┌────────
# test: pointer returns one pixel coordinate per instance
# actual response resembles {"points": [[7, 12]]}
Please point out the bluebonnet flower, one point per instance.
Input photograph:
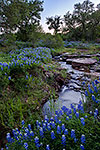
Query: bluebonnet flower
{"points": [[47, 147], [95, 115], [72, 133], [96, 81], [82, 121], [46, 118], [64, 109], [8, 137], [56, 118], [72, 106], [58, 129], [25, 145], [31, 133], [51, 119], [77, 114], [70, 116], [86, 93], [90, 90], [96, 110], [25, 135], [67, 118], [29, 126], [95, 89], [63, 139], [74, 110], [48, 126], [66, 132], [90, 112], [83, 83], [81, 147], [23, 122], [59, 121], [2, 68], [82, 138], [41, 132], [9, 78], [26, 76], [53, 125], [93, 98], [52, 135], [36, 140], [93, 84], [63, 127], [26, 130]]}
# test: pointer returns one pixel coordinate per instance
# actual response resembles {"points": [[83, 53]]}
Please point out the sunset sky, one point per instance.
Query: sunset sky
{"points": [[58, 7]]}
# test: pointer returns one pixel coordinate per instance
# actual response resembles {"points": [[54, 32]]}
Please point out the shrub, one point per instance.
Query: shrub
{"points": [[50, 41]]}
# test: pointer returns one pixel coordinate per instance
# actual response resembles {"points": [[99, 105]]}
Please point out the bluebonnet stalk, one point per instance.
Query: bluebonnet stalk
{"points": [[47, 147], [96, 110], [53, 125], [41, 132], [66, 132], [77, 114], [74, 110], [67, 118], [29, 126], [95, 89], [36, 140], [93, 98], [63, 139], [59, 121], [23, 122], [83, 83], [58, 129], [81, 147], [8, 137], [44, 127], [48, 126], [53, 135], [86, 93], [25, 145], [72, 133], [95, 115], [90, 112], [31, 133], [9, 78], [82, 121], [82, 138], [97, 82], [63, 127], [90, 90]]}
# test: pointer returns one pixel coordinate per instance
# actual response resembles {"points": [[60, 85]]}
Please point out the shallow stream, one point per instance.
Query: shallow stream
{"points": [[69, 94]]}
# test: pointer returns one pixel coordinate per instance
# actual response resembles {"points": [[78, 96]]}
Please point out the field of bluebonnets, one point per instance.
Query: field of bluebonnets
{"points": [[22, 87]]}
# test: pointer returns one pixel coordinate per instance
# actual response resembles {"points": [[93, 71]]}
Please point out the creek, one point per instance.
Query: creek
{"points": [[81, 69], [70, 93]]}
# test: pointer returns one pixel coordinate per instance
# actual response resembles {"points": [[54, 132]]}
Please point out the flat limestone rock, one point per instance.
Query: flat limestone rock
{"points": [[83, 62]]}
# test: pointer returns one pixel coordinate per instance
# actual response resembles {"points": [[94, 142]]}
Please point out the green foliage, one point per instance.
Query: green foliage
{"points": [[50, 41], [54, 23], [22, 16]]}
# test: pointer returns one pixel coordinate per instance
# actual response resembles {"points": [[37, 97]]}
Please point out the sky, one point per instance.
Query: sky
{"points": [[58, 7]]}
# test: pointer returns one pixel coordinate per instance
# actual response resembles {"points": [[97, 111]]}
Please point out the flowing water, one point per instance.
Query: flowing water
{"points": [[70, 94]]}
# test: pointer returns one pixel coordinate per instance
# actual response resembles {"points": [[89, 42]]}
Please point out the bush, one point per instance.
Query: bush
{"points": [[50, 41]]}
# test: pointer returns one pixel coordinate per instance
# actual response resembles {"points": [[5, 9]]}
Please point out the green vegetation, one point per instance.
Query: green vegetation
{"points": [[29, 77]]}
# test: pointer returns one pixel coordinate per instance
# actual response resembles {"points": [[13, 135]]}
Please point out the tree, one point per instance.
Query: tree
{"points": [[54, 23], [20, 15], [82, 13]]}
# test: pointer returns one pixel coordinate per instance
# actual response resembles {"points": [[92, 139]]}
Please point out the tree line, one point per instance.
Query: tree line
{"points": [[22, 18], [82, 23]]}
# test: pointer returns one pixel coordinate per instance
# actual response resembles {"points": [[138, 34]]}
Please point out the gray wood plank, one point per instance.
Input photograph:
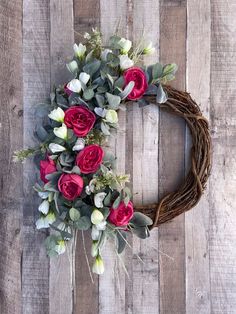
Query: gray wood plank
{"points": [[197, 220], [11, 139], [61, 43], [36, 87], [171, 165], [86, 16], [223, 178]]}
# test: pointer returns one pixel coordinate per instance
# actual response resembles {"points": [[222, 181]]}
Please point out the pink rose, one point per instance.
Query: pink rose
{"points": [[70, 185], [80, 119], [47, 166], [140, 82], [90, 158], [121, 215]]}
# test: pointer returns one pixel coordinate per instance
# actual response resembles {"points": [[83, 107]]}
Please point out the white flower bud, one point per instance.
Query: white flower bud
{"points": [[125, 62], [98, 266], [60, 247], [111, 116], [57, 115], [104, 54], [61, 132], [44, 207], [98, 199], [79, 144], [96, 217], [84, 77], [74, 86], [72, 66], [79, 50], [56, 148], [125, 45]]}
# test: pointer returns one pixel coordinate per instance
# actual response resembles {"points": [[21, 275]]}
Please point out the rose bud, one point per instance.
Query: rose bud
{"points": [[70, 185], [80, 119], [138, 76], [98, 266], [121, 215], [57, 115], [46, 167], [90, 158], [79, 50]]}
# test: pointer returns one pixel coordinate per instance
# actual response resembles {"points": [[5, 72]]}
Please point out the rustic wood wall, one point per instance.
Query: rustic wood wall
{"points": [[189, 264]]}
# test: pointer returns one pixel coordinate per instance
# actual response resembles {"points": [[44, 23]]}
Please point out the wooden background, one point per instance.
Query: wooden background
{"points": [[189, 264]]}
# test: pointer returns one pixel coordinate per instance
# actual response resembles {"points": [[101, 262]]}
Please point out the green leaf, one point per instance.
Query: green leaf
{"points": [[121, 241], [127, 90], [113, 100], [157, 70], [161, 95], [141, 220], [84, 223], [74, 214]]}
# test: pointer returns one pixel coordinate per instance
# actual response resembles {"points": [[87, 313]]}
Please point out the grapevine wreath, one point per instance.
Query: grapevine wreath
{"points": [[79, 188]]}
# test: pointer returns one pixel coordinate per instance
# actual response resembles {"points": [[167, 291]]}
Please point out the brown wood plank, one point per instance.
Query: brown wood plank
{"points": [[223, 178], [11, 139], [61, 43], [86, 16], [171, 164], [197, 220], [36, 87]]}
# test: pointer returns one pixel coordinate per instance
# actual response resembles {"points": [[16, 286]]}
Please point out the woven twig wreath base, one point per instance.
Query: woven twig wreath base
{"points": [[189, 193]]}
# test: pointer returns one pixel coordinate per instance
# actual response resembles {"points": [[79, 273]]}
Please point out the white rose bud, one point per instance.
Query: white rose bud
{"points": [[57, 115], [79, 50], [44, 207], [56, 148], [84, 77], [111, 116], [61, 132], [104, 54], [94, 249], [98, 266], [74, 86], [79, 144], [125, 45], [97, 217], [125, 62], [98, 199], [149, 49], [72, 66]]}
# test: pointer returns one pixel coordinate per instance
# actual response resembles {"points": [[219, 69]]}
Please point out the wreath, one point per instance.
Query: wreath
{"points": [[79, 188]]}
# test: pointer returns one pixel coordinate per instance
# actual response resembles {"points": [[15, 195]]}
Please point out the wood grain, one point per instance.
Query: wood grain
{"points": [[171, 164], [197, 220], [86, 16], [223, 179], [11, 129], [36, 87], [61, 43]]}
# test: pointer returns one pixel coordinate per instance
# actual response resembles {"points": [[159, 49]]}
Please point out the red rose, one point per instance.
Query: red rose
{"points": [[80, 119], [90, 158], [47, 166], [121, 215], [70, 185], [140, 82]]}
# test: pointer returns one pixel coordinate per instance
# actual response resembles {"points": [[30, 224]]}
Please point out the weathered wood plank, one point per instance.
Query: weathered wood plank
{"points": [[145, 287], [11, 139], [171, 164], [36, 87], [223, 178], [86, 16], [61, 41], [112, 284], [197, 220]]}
└────────
Exercise requirements: Repeat the material above verbatim. Leave the pictures behind.

Result of this exercise:
# test: pointer returns one pixel coordinate per instance
# actual response resembles {"points": [[7, 12]]}
Please point out the bluebonnet flower, one point per instance.
Input photograph:
Query: bluebonnet flower
{"points": [[47, 147], [95, 115], [72, 133], [96, 81], [82, 121], [46, 118], [64, 109], [8, 137], [56, 118], [72, 106], [58, 129], [25, 145], [31, 133], [51, 119], [77, 114], [70, 116], [86, 93], [90, 90], [96, 110], [25, 135], [67, 118], [29, 126], [95, 89], [63, 139], [74, 110], [48, 126], [66, 132], [90, 112], [83, 83], [81, 147], [23, 122], [59, 121], [2, 68], [82, 138], [41, 132], [9, 78], [26, 76], [53, 125], [93, 98], [52, 135], [36, 140], [93, 84], [63, 127], [26, 130]]}
# test: pointer returns one pixel coordinate per instance
# actual response resembles {"points": [[83, 53]]}
Please point out the sunset sky, one point per instance.
Query: sunset sky
{"points": [[58, 7]]}
# test: pointer returns one pixel coordinate per instance
# actual response resembles {"points": [[54, 32]]}
Please point out the shrub, one point per instance.
Query: shrub
{"points": [[50, 41]]}
# test: pointer returns one pixel coordinate per instance
# actual response resembles {"points": [[99, 105]]}
Please point out the bluebonnet stalk, one point per instance.
Query: bluebonnet stalk
{"points": [[47, 147], [96, 110], [53, 125], [41, 132], [66, 132], [77, 114], [74, 110], [67, 118], [29, 126], [95, 89], [36, 140], [93, 98], [63, 139], [59, 121], [23, 122], [83, 83], [58, 129], [81, 147], [8, 137], [44, 127], [48, 126], [53, 135], [86, 93], [25, 145], [72, 133], [95, 115], [90, 112], [31, 133], [9, 78], [82, 121], [82, 138], [97, 82], [63, 127], [90, 90]]}
# test: pointer returns one pixel coordinate per instance
# actual response resembles {"points": [[60, 85]]}
Please point out the shallow stream, one point per instance.
Query: shallow stream
{"points": [[69, 94]]}
# test: pointer returns one pixel coordinate per instance
# actual response resembles {"points": [[78, 96]]}
Please point out the field of bluebonnets, one point per instance.
Query: field of bluebonnets
{"points": [[22, 87]]}
# test: pointer returns one pixel coordinate per instance
# actual response resembles {"points": [[93, 71]]}
Please point out the creek, one point per instance.
Query: creek
{"points": [[81, 69], [70, 93]]}
# test: pointer returns one pixel coordinate per instance
# actual response resembles {"points": [[54, 132]]}
Please point out the flat limestone rock, one point per instance.
Query: flat limestone rock
{"points": [[83, 62]]}
# test: pointer returns one pixel coordinate per instance
# actual response resembles {"points": [[94, 142]]}
Please point out the green foliage, one point per instance.
Query: green foliage
{"points": [[50, 41], [54, 23], [22, 16]]}
# test: pointer returns one pixel coordinate per instance
# actual response resembles {"points": [[37, 97]]}
Please point out the sky, one point per instance.
Query: sky
{"points": [[58, 7]]}
# test: pointer returns one pixel coordinate per instance
# actual response resembles {"points": [[97, 111]]}
Please point out the flowing water, one point per instance.
Query: flowing water
{"points": [[70, 94]]}
# test: pointer returns one pixel coordinate per instance
# actual response resembles {"points": [[89, 42]]}
Please point out the bush, one point per instance.
Query: bush
{"points": [[50, 41]]}
# test: pointer returns one pixel coordinate per instance
# actual response resembles {"points": [[5, 9]]}
Please point out the green vegetation, one point per instance.
Query: green vegetation
{"points": [[29, 77]]}
# test: pointer returns one pixel coordinate per instance
# actual response resembles {"points": [[13, 135]]}
Please point out the tree, one point per instance.
Query: tree
{"points": [[54, 23], [20, 15], [82, 13]]}
# test: pointer returns one pixel coordinate per instance
# actual response resembles {"points": [[92, 139]]}
Please point out the tree line, one point per instance.
Query: tree line
{"points": [[22, 18], [82, 23]]}
# test: pointer returns one pixel coordinate per instance
# actual response resembles {"points": [[138, 34]]}
Please point out the gray wood plank, one point per instance.
Input photograph:
Query: gray wood plank
{"points": [[197, 220], [11, 139], [61, 43], [36, 87], [171, 165], [86, 16], [223, 178]]}
# test: pointer returns one pixel coordinate per instance
# actual response resembles {"points": [[222, 181]]}
Please point out the pink rose, one point per instance.
Query: pink rose
{"points": [[70, 185], [80, 119], [47, 166], [140, 82], [90, 158], [121, 215]]}
# test: pointer returns one pixel coordinate per instance
# actual response resembles {"points": [[83, 107]]}
Please point out the white flower bud, one point per instance.
Query: white flower bud
{"points": [[125, 62], [98, 266], [60, 247], [111, 116], [57, 115], [104, 54], [61, 132], [44, 207], [98, 199], [79, 144], [96, 217], [84, 77], [74, 86], [72, 66], [79, 50], [56, 148], [125, 45]]}
# test: pointer returns one pixel coordinate per instance
# actual response resembles {"points": [[21, 275]]}
Please point out the rose bud, one point per instance.
Query: rose bud
{"points": [[70, 185], [80, 119], [138, 76], [98, 266], [121, 215], [57, 115], [46, 167], [90, 158], [79, 50]]}
# test: pointer returns one pixel coordinate per instance
# actual response resembles {"points": [[5, 72]]}
Please point out the rustic wood wall, one point per instance.
Query: rustic wood wall
{"points": [[189, 264]]}
# test: pointer returns one pixel coordinate per instance
# actual response resembles {"points": [[44, 23]]}
Please point out the wooden background, one point per instance.
Query: wooden background
{"points": [[189, 264]]}
# test: pointer returns one pixel coordinate per instance
# actual response resembles {"points": [[101, 262]]}
Please point out the green leaf, one point per instance.
Query: green leaf
{"points": [[121, 241], [127, 90], [113, 100], [157, 70], [161, 95], [141, 220], [84, 223], [74, 214]]}
# test: pointer returns one pixel coordinate per instance
# actual response resembles {"points": [[87, 313]]}
Please point out the grapevine wreath, one point per instance.
Query: grapevine wreath
{"points": [[79, 188]]}
# test: pointer returns one pixel coordinate per instance
# actual response resembles {"points": [[167, 291]]}
Please point out the brown wood plank, one point per instance.
Query: brown wood plank
{"points": [[223, 178], [11, 139], [61, 43], [86, 16], [171, 164], [197, 220], [36, 87]]}
# test: pointer returns one pixel coordinate per instance
# actual response resembles {"points": [[16, 286]]}
Please point out the woven twig wreath base, one point per instance.
Query: woven twig wreath base
{"points": [[189, 193]]}
# test: pointer returns one pixel coordinate per instance
# actual response resembles {"points": [[79, 273]]}
Please point out the white rose bud, one point per instance.
Query: white rose bud
{"points": [[57, 115], [79, 50], [44, 207], [56, 148], [84, 77], [111, 116], [61, 132], [104, 54], [94, 249], [98, 266], [74, 86], [79, 144], [125, 45], [97, 217], [125, 62], [98, 199], [149, 49], [72, 66]]}
# test: pointer returns one pixel coordinate per instance
# actual response resembles {"points": [[219, 69]]}
Please point out the wreath, one point per instance.
Query: wreath
{"points": [[79, 188]]}
# test: pointer returns one pixel coordinate per instance
# actual response resembles {"points": [[15, 195]]}
Please point out the wood grain, one point per instance.
Query: wood grain
{"points": [[171, 164], [197, 220], [86, 16], [223, 179], [11, 129], [36, 87], [61, 43]]}
# test: pointer returns one pixel coordinate per instance
# actual response resembles {"points": [[159, 49]]}
Please point out the red rose, one point per instance.
Query: red rose
{"points": [[80, 119], [90, 158], [47, 166], [121, 215], [70, 185], [140, 82]]}
# test: pointer returns one pixel coordinate per instance
# actual response resembles {"points": [[30, 224]]}
Please point out the weathered wood plank, one point per instance.
Query: weathered wood plank
{"points": [[145, 287], [11, 139], [171, 164], [36, 87], [223, 178], [86, 16], [61, 41], [112, 284], [197, 220]]}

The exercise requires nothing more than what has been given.